Please return every one of the records below line for line and unchanged, leaving out the pictures.

::::::::

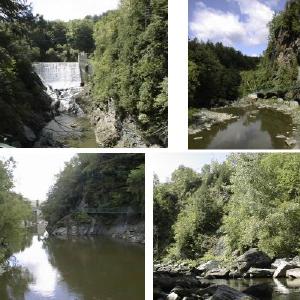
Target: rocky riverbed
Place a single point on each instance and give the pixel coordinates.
(250, 116)
(176, 281)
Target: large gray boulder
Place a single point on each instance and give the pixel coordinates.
(253, 258)
(217, 273)
(283, 268)
(260, 273)
(210, 265)
(294, 273)
(224, 292)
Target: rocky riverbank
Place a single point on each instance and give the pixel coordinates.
(176, 281)
(129, 229)
(203, 120)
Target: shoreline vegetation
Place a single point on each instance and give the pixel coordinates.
(125, 95)
(235, 220)
(220, 76)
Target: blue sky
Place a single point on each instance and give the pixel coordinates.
(164, 164)
(241, 24)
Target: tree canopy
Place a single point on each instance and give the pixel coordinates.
(250, 200)
(97, 181)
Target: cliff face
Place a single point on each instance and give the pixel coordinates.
(281, 61)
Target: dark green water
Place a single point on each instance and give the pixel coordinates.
(254, 129)
(283, 289)
(82, 268)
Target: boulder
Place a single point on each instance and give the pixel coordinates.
(260, 291)
(173, 296)
(253, 258)
(225, 292)
(210, 265)
(294, 104)
(217, 273)
(29, 134)
(260, 273)
(294, 273)
(296, 261)
(253, 96)
(283, 268)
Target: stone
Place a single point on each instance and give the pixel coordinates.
(282, 269)
(260, 273)
(294, 273)
(296, 261)
(225, 292)
(253, 258)
(173, 296)
(290, 142)
(210, 265)
(253, 96)
(217, 273)
(294, 104)
(29, 134)
(277, 262)
(260, 291)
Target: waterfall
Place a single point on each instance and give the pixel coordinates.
(59, 75)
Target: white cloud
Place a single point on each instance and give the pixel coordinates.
(71, 9)
(229, 28)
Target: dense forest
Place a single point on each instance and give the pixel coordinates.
(14, 212)
(250, 200)
(214, 78)
(96, 181)
(127, 48)
(215, 73)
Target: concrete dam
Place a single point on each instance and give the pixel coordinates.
(59, 75)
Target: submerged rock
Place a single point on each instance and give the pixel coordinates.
(253, 258)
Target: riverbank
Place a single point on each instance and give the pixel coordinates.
(252, 116)
(200, 280)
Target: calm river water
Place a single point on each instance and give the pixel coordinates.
(81, 268)
(254, 129)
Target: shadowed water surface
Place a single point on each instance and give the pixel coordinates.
(283, 289)
(82, 268)
(254, 129)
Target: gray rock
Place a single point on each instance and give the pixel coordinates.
(217, 273)
(294, 273)
(294, 104)
(253, 258)
(260, 273)
(29, 134)
(210, 265)
(282, 269)
(296, 261)
(224, 292)
(173, 296)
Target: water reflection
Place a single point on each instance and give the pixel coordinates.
(80, 268)
(255, 129)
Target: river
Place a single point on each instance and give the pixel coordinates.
(98, 268)
(283, 289)
(254, 129)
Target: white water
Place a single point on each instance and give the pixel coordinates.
(59, 75)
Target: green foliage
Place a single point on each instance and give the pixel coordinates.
(264, 209)
(278, 68)
(97, 181)
(250, 200)
(14, 211)
(214, 73)
(130, 63)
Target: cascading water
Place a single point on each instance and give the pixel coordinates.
(63, 83)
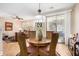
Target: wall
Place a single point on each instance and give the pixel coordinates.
(16, 26)
(75, 19)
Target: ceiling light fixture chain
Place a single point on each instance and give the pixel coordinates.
(39, 10)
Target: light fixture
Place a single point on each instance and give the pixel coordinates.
(40, 17)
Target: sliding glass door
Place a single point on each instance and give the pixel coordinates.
(56, 23)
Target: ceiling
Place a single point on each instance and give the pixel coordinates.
(30, 9)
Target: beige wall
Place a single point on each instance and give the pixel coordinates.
(75, 19)
(16, 26)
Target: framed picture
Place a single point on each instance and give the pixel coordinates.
(8, 26)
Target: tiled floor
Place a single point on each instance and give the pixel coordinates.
(11, 49)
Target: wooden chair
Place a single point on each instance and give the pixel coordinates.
(52, 47)
(24, 51)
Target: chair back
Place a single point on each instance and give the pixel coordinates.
(53, 44)
(22, 44)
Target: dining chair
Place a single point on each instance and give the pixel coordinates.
(24, 50)
(52, 46)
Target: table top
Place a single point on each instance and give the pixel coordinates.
(35, 42)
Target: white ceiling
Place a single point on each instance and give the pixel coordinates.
(30, 9)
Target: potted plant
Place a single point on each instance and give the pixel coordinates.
(40, 36)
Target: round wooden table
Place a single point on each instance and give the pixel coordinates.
(42, 43)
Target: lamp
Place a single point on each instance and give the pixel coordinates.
(40, 17)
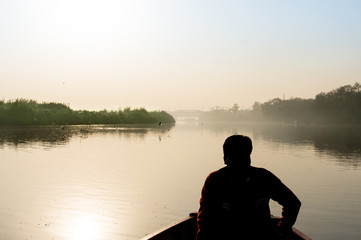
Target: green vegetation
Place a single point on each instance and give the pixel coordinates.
(29, 112)
(339, 106)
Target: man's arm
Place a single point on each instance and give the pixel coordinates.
(289, 201)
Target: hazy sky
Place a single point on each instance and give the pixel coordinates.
(176, 54)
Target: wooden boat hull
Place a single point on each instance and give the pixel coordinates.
(186, 229)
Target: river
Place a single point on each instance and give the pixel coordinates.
(123, 182)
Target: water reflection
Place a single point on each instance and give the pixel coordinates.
(342, 142)
(53, 136)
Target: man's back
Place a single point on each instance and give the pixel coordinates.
(236, 202)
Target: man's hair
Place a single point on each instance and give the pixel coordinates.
(237, 146)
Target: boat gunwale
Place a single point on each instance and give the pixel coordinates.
(192, 216)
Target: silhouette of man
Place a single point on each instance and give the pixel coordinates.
(235, 199)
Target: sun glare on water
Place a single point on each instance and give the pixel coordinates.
(84, 227)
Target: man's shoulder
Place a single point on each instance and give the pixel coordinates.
(262, 172)
(220, 173)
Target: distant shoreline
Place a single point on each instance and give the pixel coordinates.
(23, 112)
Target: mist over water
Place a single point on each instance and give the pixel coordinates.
(118, 181)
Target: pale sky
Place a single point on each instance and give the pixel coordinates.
(173, 54)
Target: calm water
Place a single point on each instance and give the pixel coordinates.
(121, 182)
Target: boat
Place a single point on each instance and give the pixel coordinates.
(186, 229)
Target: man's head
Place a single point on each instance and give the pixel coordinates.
(237, 150)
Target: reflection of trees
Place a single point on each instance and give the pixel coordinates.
(59, 135)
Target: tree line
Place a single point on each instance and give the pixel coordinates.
(339, 106)
(30, 112)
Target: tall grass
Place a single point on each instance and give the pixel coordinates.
(29, 112)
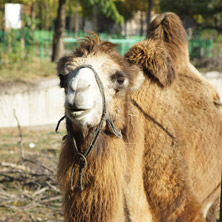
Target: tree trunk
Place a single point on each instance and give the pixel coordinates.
(77, 19)
(150, 6)
(141, 23)
(58, 39)
(33, 16)
(46, 16)
(95, 14)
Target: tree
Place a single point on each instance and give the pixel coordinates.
(58, 39)
(205, 13)
(108, 7)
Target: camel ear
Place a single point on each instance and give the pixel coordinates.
(154, 60)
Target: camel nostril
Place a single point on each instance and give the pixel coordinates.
(82, 86)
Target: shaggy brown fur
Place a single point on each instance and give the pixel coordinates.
(187, 169)
(167, 166)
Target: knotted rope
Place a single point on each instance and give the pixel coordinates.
(81, 159)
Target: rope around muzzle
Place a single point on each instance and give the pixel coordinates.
(81, 159)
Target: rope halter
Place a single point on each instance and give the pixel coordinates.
(81, 158)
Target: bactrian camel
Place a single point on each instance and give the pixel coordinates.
(144, 131)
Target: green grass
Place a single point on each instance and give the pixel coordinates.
(27, 71)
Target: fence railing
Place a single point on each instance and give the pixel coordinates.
(38, 44)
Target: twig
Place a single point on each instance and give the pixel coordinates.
(20, 135)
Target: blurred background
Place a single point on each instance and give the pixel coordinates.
(34, 34)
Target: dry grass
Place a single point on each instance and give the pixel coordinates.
(28, 188)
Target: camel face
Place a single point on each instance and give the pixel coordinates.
(83, 100)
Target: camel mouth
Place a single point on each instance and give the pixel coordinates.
(77, 113)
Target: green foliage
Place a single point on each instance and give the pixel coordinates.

::::::::

> [Task output]:
Target: rocky riverbed
Place a single point on each instance and give the pixel coordinates.
(250, 116)
(176, 281)
Target: large gray boulder
Place a single point on each instance and give the pixel coordinates.
(253, 258)
(217, 273)
(283, 268)
(260, 273)
(210, 265)
(294, 273)
(224, 292)
Target: rocky riverbank
Place a single point on each instance and give the pixel coordinates.
(176, 281)
(129, 229)
(203, 120)
Target: shoreline vegetation
Place a single point on each instance and give the pixel coordinates.
(125, 95)
(235, 220)
(220, 76)
Target: blue sky
Place a single point on each instance and give the pixel coordinates.
(164, 164)
(241, 24)
Target: tree canopy
Place a single point on each instance and give the pixel coordinates.
(250, 200)
(97, 181)
Target: cliff face
Place a single point on each instance and give the pixel coordinates.
(281, 61)
Target: dark green water
Place a single point on each instance and give the pixel coordinates.
(254, 129)
(283, 289)
(82, 268)
Target: boulder
Place a single point on each instance and give the pixel coordinates.
(260, 291)
(173, 296)
(253, 258)
(225, 292)
(210, 265)
(294, 104)
(217, 273)
(29, 134)
(260, 273)
(294, 273)
(296, 261)
(253, 96)
(283, 268)
Target: stone
Place a single point on each instance and give the pixel coordinates.
(282, 269)
(260, 273)
(294, 273)
(296, 261)
(225, 292)
(253, 258)
(173, 296)
(290, 142)
(210, 265)
(253, 96)
(217, 273)
(294, 104)
(29, 134)
(277, 262)
(260, 291)
Target: waterfall
Place a single point on each instance and give the pixel coordinates.
(59, 75)
Target: white cloud
Place a single point on each instance and give the pixel coordinates.
(71, 9)
(229, 28)
Target: dense forest
Place a single point on each instance and give the pixel coordinates.
(14, 212)
(250, 200)
(214, 78)
(96, 181)
(127, 48)
(215, 73)
Target: concrete dam
Place a single point on each instance and give the pixel coordinates.
(59, 75)
Target: submerged rock
Place a single point on each instance and give the pixel coordinates.
(253, 258)
Target: riverbank
Place a single point on each instance and give the pixel coordinates.
(252, 116)
(200, 280)
Target: calm river water
Place a single point on each instance and give the pixel coordinates.
(81, 268)
(254, 129)
Target: shadowed water surface
Place a single point on each instance and give the pixel coordinates.
(283, 289)
(82, 268)
(254, 129)
Target: gray rock
Place a single point on each instance and give the pixel coordinates.
(217, 273)
(294, 273)
(294, 104)
(253, 258)
(260, 273)
(29, 134)
(210, 265)
(282, 269)
(296, 261)
(224, 292)
(173, 296)
Target: water reflection
Place a single point on each instance and give the pixel coordinates.
(80, 268)
(255, 129)
Target: river
Place a single point on each instance and give the pixel coordinates.
(98, 268)
(283, 289)
(254, 129)
Target: white water
Place a single point on each instance and give the pixel coordinates.
(59, 75)
Target: green foliage
Place a single point on each instance and give the pixel coordinates.
(264, 209)
(278, 68)
(97, 181)
(250, 200)
(14, 211)
(214, 73)
(130, 63)
Target: cascading water
Place a single point on each instance and give the pixel coordinates.
(63, 83)
Target: wall
Place a single point on each instance and give the pixel coordinates.
(16, 26)
(75, 19)
Target: ceiling light fixture chain
Place a single point on each instance and give the pixel coordinates.
(39, 10)
Target: light fixture
Place a single point on each instance and give the pixel coordinates.
(40, 17)
Target: sliding glass door
Place a single point on each instance and give the pixel coordinates.
(56, 23)
Target: ceiling
Place a single point on each instance and give the pixel coordinates.
(30, 9)
Target: beige wall
Place a single point on each instance and give the pixel coordinates.
(75, 19)
(16, 26)
Target: framed picture
Place a single point on each instance and give the pixel coordinates.
(8, 26)
Target: tiled floor
Place a single point on each instance and give the pixel coordinates.
(11, 49)
Target: wooden chair
Place a single point on each instance and give the pixel coordinates.
(52, 47)
(24, 51)
Target: chair back
Place a single point on each instance and give the pixel coordinates.
(53, 44)
(22, 44)
Target: dining chair
Place a single point on each instance and give the pixel coordinates.
(24, 50)
(52, 46)
Target: table top
Place a single point on each instance and give the pixel coordinates.
(35, 42)
Target: white ceiling
Place a single point on each instance and give the pixel coordinates.
(30, 9)
Target: potted plant
Place a single point on each instance and give the pixel coordinates.
(40, 36)
Target: round wooden table
Place a single point on each instance and give the pixel coordinates.
(42, 43)
Target: lamp
Place a single point on each instance and give the pixel coordinates.
(40, 17)
Target: green vegetation
Place a single point on each instance and give the pixel coordinates.
(29, 112)
(339, 106)
Target: man's arm
Place a single point on each instance and give the pixel coordinates.
(289, 201)
Target: hazy sky
Place a single point on each instance and give the pixel coordinates.
(176, 54)
Target: wooden boat hull
Place a single point on each instance and give the pixel coordinates.
(186, 229)
Target: river
Place a single point on each instance and give the pixel coordinates.
(123, 182)
Target: water reflection
Place a single point on each instance and give the pixel coordinates.
(342, 142)
(53, 136)
Target: man's back
Place a single point on each instance and give the pixel coordinates.
(236, 202)
Target: man's hair
Place a single point on each instance and give the pixel coordinates.
(237, 146)
Target: boat gunwale
Place a single point on each instance and give the pixel coordinates.
(192, 216)
Target: silhouette of man
Place a single point on each instance and give the pixel coordinates.
(235, 199)
Target: sun glare on water
Place a single point on each instance and give the pixel coordinates.
(84, 227)
Target: man's shoulder
Place a single point on each instance and give the pixel coordinates.
(262, 172)
(220, 173)
Target: distant shoreline
Place a single point on each instance and give the pixel coordinates.
(23, 112)
Target: mist over water
Place a single point on each instance and give the pixel coordinates.
(118, 181)
Target: pale sky
Place a single point on each instance and give the pixel coordinates.
(173, 54)
Target: calm water
Place a single point on each instance and give the pixel coordinates.
(121, 182)
Target: boat
Place a single point on each instance and give the pixel coordinates.
(186, 229)
Target: man's head
Place a single point on each instance and give the pixel coordinates.
(237, 150)
Target: reflection of trees
Place a single point on each instance and give the pixel coordinates.
(59, 135)
Target: tree line
Place a single point on each instance and give the pixel coordinates.
(339, 106)
(30, 112)
Target: tall grass
Place a single point on each instance and give the pixel coordinates.
(29, 112)
Target: tree trunk
Place a single point on each instance and give the pixel coordinates.
(77, 19)
(150, 6)
(141, 23)
(58, 39)
(33, 16)
(46, 16)
(95, 14)
Target: tree
Place a single point on each instance and give the pixel coordinates.
(58, 39)
(205, 13)
(108, 7)
Target: camel ear
Place a single point on each instance and give the pixel coordinates.
(154, 60)
Target: camel nostril
Place a single point on each instance and give the pixel coordinates.
(82, 86)
Target: shaggy brown fur
Place a single point on each instance and give the pixel coordinates.
(187, 169)
(167, 166)
Target: knotted rope
Place a single point on each instance and give the pixel coordinates.
(81, 159)
Target: rope around muzzle
Place a single point on each instance and give the pixel coordinates.
(81, 159)
Target: rope halter
Place a single point on each instance and give the pixel coordinates.
(81, 158)
Target: bactrian camel
Place a single point on each instance and give the pixel coordinates.
(144, 131)
Target: green grass
Place a single point on each instance and give the pixel coordinates.
(27, 71)
Target: fence railing
Place a single point on each instance and give the pixel coordinates.
(38, 44)
Target: twig
Place a single point on each instance and give the pixel coordinates.
(20, 135)
Target: blurred background
Place a single point on each instance and give the pixel coordinates.
(34, 34)
Target: dry grass
Place a single point on each instance and give the pixel coordinates.
(28, 188)
Target: camel face
Place a single point on each instance and give the pixel coordinates.
(83, 100)
Target: camel mouth
Place a single point on each instance and give the pixel coordinates.
(77, 113)
Target: green foliage
Place a single point on each instance and give the pixel coordinates.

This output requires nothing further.